- **The exercise**
Copy all of the lines below word for word, with nothing changed or left out.

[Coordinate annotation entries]

-=-=-=-=-

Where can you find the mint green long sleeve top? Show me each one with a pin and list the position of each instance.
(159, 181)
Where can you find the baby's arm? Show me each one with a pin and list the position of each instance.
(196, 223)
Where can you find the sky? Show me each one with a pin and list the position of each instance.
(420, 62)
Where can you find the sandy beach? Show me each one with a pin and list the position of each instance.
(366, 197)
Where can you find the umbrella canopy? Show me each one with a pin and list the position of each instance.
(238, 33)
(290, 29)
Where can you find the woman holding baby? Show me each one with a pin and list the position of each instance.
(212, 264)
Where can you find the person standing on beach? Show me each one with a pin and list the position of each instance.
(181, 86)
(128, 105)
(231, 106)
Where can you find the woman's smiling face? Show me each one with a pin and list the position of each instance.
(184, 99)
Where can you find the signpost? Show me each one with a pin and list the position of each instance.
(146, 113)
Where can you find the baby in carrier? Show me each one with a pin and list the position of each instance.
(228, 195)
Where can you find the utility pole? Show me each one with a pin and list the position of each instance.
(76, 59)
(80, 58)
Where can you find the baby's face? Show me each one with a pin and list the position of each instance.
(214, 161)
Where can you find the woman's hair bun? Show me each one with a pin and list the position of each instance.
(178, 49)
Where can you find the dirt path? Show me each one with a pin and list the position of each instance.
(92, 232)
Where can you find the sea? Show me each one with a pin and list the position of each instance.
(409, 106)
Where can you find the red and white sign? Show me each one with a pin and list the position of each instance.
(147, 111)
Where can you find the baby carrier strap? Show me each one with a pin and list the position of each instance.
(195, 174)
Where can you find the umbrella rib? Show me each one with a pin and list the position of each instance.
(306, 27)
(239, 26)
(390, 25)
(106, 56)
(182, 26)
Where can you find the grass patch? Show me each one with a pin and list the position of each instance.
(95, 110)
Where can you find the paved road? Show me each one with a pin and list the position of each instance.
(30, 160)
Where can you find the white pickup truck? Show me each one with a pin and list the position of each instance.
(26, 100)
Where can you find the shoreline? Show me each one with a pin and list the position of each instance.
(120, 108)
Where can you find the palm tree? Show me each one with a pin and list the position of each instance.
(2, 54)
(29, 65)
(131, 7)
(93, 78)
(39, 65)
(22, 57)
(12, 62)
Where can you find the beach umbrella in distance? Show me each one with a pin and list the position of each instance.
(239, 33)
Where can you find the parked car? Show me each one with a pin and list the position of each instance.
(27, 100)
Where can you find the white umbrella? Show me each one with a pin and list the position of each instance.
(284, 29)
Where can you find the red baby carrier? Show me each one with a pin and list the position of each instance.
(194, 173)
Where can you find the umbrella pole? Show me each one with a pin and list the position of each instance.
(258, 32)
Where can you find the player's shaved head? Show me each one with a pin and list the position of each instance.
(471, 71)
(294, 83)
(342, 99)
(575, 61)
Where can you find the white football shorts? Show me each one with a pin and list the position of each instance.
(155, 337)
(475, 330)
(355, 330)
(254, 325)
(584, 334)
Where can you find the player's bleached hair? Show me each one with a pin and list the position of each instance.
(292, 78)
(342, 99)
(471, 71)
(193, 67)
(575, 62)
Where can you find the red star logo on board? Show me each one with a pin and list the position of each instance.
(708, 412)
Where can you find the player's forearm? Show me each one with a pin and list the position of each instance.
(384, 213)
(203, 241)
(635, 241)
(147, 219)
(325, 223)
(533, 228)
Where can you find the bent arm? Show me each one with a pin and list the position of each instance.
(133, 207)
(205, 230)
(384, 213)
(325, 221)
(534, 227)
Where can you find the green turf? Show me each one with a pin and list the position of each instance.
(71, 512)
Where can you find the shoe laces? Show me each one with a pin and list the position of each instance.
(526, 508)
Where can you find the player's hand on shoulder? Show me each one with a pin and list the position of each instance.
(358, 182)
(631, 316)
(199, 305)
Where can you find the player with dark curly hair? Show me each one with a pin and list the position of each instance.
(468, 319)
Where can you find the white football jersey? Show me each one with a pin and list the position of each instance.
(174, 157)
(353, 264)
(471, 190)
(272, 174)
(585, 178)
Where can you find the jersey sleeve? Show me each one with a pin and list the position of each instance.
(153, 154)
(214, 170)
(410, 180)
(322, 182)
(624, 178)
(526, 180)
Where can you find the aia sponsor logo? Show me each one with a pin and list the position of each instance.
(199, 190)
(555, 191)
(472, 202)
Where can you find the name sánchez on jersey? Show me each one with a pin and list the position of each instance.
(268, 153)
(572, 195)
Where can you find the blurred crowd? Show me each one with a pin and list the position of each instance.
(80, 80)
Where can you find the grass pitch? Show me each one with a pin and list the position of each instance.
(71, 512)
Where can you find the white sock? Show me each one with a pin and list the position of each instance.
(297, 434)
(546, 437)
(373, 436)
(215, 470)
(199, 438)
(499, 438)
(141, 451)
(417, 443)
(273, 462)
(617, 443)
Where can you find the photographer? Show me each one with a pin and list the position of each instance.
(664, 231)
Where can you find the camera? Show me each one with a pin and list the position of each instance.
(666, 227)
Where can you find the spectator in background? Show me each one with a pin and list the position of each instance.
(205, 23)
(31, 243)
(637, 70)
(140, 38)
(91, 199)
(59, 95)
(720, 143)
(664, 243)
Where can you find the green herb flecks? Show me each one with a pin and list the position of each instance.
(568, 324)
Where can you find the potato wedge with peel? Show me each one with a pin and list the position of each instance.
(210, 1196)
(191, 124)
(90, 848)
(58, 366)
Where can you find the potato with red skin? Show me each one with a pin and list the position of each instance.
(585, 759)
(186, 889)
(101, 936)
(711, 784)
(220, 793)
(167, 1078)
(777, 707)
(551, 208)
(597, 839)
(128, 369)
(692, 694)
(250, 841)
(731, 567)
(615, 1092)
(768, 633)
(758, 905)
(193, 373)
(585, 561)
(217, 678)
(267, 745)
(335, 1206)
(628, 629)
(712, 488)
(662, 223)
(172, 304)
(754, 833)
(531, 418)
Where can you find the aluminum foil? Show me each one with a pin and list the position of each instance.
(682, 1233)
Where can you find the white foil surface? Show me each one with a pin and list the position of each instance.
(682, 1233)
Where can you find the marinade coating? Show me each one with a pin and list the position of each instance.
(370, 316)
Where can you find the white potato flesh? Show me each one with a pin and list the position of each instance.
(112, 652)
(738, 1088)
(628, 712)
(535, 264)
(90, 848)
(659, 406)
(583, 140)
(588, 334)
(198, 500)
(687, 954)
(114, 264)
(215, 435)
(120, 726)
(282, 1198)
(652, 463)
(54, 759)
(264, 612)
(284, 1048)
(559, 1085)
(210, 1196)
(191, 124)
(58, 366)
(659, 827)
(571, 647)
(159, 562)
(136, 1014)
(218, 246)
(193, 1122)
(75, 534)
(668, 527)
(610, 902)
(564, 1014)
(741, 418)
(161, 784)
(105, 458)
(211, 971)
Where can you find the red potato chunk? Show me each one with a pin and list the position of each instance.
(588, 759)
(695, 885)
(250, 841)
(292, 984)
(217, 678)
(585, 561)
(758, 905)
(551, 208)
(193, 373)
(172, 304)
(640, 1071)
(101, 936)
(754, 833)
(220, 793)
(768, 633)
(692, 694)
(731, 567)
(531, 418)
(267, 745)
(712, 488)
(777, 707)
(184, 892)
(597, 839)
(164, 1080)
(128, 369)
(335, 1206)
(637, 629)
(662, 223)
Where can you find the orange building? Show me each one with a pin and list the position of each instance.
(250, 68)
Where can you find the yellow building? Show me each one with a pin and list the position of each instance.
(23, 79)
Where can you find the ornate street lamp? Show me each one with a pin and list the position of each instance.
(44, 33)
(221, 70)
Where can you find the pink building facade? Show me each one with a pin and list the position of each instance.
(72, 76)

-=-=-=-=-

- **Solution for this exercise**
Where can you find the mint green long sleeve top? Show me each one with a pin and list the position of each instance.
(159, 181)
Where can you find the baby's arm? Show me each one with a pin and list the position of each instance.
(196, 223)
Where can you find the sky? Show me each one with a pin and list the position of each instance.
(420, 62)
Where can you find the sandy beach? Show me each one with a pin and list the position of each instance.
(366, 197)
Where can you find the umbrella canopy? Show me each one with a pin and list the position of each instance.
(238, 33)
(290, 29)
Where can you find the woman holding baby? Show me each one with a pin and list the position of each instance.
(212, 264)
Where can you find the person standing on beach? Show me each one with a pin and list the position of each instance.
(181, 86)
(128, 105)
(231, 106)
Where can you find the woman's smiling face? Show me each one with a pin and list the position of each instance.
(184, 99)
Where can you find the signpost? Show me each one with a pin and list the position of each instance.
(146, 113)
Where can you find the baby in carrier? Show me each one with a pin and list the position of each instance.
(228, 195)
Where can you find the utility pole? Show me each one with a pin and list the position of each instance.
(76, 59)
(80, 58)
Where can you find the baby's face? Show me each one with a pin and list the position of each instance.
(214, 161)
Where can you find the woman's hair bun? Show me each one with a pin and list the position of each instance.
(178, 49)
Where can you find the dirt path? Show me each one with a pin and list the position of each instance.
(92, 232)
Where can you find the sea? Show me each one with a pin and list the position of each instance.
(409, 106)
Where can you find the red and white sign? Show me each one with a pin and list the position of each instance.
(147, 111)
Where can you find the baby carrier strap? Show me each one with a pin and list the position of each instance.
(195, 174)
Where can you find the umbrella rib? Show me each one with a pin and list the position of each instance.
(306, 27)
(239, 26)
(390, 25)
(106, 56)
(182, 26)
Where can you find the grass patch? Show me each one with a pin and list the position of each instance.
(95, 110)
Where can you find the paved road? Show me each one with a pin and list the position of each instance.
(30, 160)
Where can you find the white pickup truck? Show me each one with a pin and list the position of each instance.
(26, 100)
Where can you find the shoreline? Show me each one with a pin and list the position of each instance.
(120, 108)
Where can you find the palm tree? Show me each one with a pin and list the position of each instance.
(2, 54)
(29, 65)
(131, 7)
(93, 78)
(39, 65)
(22, 57)
(12, 62)
Where can you find the beach umbrella in distance? Show me each one with a pin and list the position of each instance.
(239, 33)
Where can you find the parked car? Show me each one with a pin and list the position of each instance.
(27, 100)
Where can you find the white umbrella? Show me each one with a pin and list the position of each instance.
(284, 29)
Where can you find the red baby carrier? Show me each one with a pin and list the position of each instance.
(194, 173)
Where can you find the umbrella pole? Show me each one with a pin and list the position of each instance.
(258, 32)
Where can you find the player's shaved head? Show me each one with a pin and list the position of each instance.
(471, 71)
(294, 83)
(342, 99)
(575, 61)
Where can you find the white football shorts? Show me each one with a pin and list the position of each instance.
(155, 337)
(475, 330)
(355, 330)
(254, 325)
(584, 334)
Where can you find the player's bleached hair? Show me each one with a pin and list the position of each instance.
(292, 78)
(342, 99)
(471, 71)
(193, 67)
(575, 62)
Where can you find the red star logo on board? Show me each one with a pin and list the position of each instance.
(708, 412)
Where can you find the player's forearm? Show me each one with a pin and list the position of each instance.
(384, 213)
(203, 241)
(635, 241)
(147, 219)
(325, 223)
(533, 228)
Where can you find the bent arm? Show me each one with a pin and list the position of each instance.
(133, 207)
(205, 230)
(384, 213)
(325, 221)
(534, 227)
Where can you find the green turf? Show me each one with a pin and list the position of each instance.
(71, 512)
Where can you find the shoe laces? Show me each one with a pin and list the position of each instance.
(526, 508)
Where can you find the player's hand on shoulder? Show me each one with a pin and list the position of each instance.
(358, 182)
(631, 316)
(199, 305)
Where can you find the player with dark curly hair? Show me each one with a pin and list the position of each instance.
(468, 319)
Where can you find the white football jersey? Show me each one with a pin and list the position of each instance.
(174, 157)
(353, 264)
(471, 190)
(272, 174)
(585, 178)
Where can you find the jersey sleeve? Show me each one with a pin and list the position of each instance.
(153, 154)
(214, 170)
(410, 180)
(322, 182)
(624, 178)
(526, 180)
Where can you find the aia sponsor logo? Show me each one with a pin and list the position of each instance.
(199, 190)
(555, 191)
(472, 202)
Where can you find the name sánchez on jersey? Show me each one with a pin and list the position of each instance.
(268, 153)
(572, 195)
Where can you find the blurred crowd? Show me each one with a pin and list the position of each instance.
(80, 80)
Where can you find the grass pitch? Show me each one with a pin and list the position of each instance.
(71, 512)
Where can you find the white sock? Show me each one with a pin and list the position of each instance.
(297, 434)
(546, 437)
(373, 436)
(215, 470)
(199, 438)
(499, 438)
(141, 451)
(417, 443)
(273, 462)
(617, 443)
Where can you find the photographer? Show me each one with a pin and list the position of each instance.
(664, 231)
Where can you find the camera? Show me each one with a pin and list the position of each instance.
(666, 227)
Where can you find the spectator in background? Show me each one with a pin and list the position of each instance.
(205, 23)
(31, 243)
(637, 70)
(140, 38)
(91, 199)
(59, 95)
(720, 143)
(664, 243)
Where can you find the green herb flecks? Show me each one with a pin and list the position of each instance.
(568, 324)
Where can you find the potato wedge with peel? Show me each one with a pin and list the position of each instance.
(210, 1196)
(191, 124)
(90, 848)
(58, 366)
Where can you find the potato with red skin? Show me each one with a pin and list the position of each instance.
(585, 759)
(186, 889)
(101, 936)
(711, 784)
(220, 793)
(167, 1078)
(777, 707)
(551, 208)
(597, 839)
(128, 369)
(692, 694)
(250, 841)
(731, 567)
(615, 1092)
(768, 633)
(758, 905)
(193, 373)
(585, 561)
(217, 678)
(267, 745)
(335, 1206)
(628, 629)
(712, 488)
(662, 223)
(172, 304)
(754, 833)
(531, 418)
Where can you find the aluminum foil? Show me each one with a pin and list the position of each instance.
(682, 1233)
Where can you find the white foil surface? Show me each one with a pin and list the position of each instance.
(682, 1233)
Where can you find the marinade coating? Show me each one with a pin and list the position of each instance.
(370, 316)
Where can you find the white potato flesh? Show me each one with a pin and list the position of each instance.
(112, 652)
(738, 1088)
(628, 712)
(535, 264)
(90, 848)
(659, 406)
(583, 140)
(588, 334)
(198, 500)
(687, 954)
(114, 264)
(215, 435)
(120, 726)
(282, 1198)
(652, 463)
(54, 759)
(264, 612)
(284, 1048)
(559, 1085)
(210, 1196)
(191, 124)
(58, 366)
(659, 827)
(571, 647)
(159, 562)
(136, 1014)
(218, 246)
(193, 1122)
(75, 534)
(668, 527)
(610, 902)
(564, 1014)
(741, 418)
(161, 784)
(105, 458)
(211, 971)
Where can you find the red potato chunk? Show me each one with a pin and list the position of each instance.
(588, 759)
(695, 885)
(250, 841)
(292, 984)
(217, 678)
(585, 561)
(758, 905)
(551, 208)
(193, 373)
(172, 304)
(640, 1071)
(101, 936)
(754, 833)
(220, 793)
(768, 633)
(692, 694)
(731, 567)
(531, 418)
(267, 745)
(712, 488)
(777, 707)
(184, 892)
(597, 839)
(164, 1080)
(128, 369)
(335, 1206)
(637, 629)
(662, 223)
Where can you find the orange building? Show me each one with a pin and list the position of each instance.
(250, 68)
Where can you find the yellow building? Show me each one with a pin and list the position of each instance.
(23, 79)
Where can you find the ornate street lamp? Show me each one with a pin and list the position of each instance.
(44, 33)
(221, 70)
Where can you find the pink building facade? Show me each one with a pin and list the position of each instance.
(72, 76)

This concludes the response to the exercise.